▶ STATED GOAL A:
Please extract the passage of the string concatenation thread that begins at the words "Note much more" and stops after "about your intentions.".

▶ PAGE:
String concatenation

J

Jonas Galvez

Is it true that joining the string elements of a list is faster than
concatenating them via the '+' operator?

"".join(['a', 'b', 'c'])

vs

'a'+'b'+'c'

If so, can anyone explain why?



\\ jonas galvez
// jonasgalvez.com
 
P

Peter Hansen

Jonas said:
Is it true that joining the string elements of a list is faster than
concatenating them via the '+' operator?

"".join(['a', 'b', 'c'])

vs

'a'+'b'+'c'

If so, can anyone explain why?

It's because the latter one has to build a temporary
string consisting of 'ab' first, then the final string
with 'c' added, while the join can (and probably does) add up
all the lengths of the strings to be joined and build the final
string all in one go.

Note that there's also '%s%s%s' % ('a', 'b', 'c'), which is
probably on par with the join technique for both performance
and lack of readability.

Note much more importantly, however, that you should probably
not pick the join approach over the concatenation approach
based on performance. Concatenation is more readable in the
above case (ignoring the fact that it's a contrived example),
as you're being more explicit about your intentions.

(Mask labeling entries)
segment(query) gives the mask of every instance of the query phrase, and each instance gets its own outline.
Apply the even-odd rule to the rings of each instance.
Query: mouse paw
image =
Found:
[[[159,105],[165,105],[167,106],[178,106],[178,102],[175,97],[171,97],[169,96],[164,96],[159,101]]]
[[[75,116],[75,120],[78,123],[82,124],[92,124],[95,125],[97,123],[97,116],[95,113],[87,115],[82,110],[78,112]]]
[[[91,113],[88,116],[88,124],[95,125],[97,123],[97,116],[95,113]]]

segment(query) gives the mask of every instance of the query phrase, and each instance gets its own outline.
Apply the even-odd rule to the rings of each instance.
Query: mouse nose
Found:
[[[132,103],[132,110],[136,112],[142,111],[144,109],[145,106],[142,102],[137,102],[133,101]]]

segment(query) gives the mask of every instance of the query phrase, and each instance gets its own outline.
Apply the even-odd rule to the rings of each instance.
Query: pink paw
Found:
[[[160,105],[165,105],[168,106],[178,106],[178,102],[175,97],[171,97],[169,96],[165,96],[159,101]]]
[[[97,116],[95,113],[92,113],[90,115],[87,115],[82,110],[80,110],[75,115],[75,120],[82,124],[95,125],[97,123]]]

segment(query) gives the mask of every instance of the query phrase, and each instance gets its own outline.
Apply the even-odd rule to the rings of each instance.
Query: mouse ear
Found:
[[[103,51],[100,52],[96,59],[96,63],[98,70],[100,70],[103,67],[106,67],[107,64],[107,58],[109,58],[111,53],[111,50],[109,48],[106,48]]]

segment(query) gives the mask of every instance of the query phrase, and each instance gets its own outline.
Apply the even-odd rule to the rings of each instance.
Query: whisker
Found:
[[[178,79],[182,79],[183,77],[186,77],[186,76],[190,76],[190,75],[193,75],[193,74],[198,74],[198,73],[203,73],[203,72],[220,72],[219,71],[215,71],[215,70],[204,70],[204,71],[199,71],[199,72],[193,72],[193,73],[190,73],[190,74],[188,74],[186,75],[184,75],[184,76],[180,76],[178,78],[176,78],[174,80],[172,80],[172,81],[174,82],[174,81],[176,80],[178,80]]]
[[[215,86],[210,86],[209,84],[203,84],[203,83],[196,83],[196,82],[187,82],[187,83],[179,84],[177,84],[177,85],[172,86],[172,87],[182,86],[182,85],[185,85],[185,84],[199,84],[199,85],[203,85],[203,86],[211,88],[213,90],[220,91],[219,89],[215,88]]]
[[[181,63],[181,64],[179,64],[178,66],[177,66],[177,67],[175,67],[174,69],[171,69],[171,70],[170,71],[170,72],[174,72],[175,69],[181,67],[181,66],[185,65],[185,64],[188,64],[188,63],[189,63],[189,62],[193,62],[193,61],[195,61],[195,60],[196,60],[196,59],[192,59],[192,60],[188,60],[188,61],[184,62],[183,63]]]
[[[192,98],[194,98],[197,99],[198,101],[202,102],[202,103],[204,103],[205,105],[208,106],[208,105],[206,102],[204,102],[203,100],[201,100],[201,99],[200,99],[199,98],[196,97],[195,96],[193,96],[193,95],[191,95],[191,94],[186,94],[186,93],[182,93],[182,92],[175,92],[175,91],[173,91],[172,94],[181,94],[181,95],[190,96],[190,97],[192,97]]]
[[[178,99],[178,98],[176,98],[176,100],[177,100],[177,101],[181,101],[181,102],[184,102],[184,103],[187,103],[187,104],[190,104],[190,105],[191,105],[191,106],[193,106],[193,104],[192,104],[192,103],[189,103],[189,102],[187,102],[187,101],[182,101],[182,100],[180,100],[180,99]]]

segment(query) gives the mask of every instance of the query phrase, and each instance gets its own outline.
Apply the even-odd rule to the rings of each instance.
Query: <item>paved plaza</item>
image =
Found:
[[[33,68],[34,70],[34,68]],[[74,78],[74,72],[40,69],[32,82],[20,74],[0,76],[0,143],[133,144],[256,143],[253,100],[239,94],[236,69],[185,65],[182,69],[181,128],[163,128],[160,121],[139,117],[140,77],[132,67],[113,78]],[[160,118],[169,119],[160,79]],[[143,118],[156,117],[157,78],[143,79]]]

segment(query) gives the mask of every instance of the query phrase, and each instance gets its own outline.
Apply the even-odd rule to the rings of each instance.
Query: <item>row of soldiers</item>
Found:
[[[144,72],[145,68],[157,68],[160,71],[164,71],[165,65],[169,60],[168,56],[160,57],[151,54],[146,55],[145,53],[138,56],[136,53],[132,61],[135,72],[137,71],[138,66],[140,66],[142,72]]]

▶ STATED GOAL B:
Find each line of the entries containing the string "mouse", and copy those lines. Case matters.

▶ TASK RESULT A:
Note much more importantly, however, that you should probably
not pick the join approach over the concatenation approach
based on performance. Concatenation is more readable in the
above case (ignoring the fact that it's a contrived example),
as you're being more explicit about your intentions.

▶ TASK RESULT B:
Query: mouse paw
Query: mouse nose
Query: mouse ear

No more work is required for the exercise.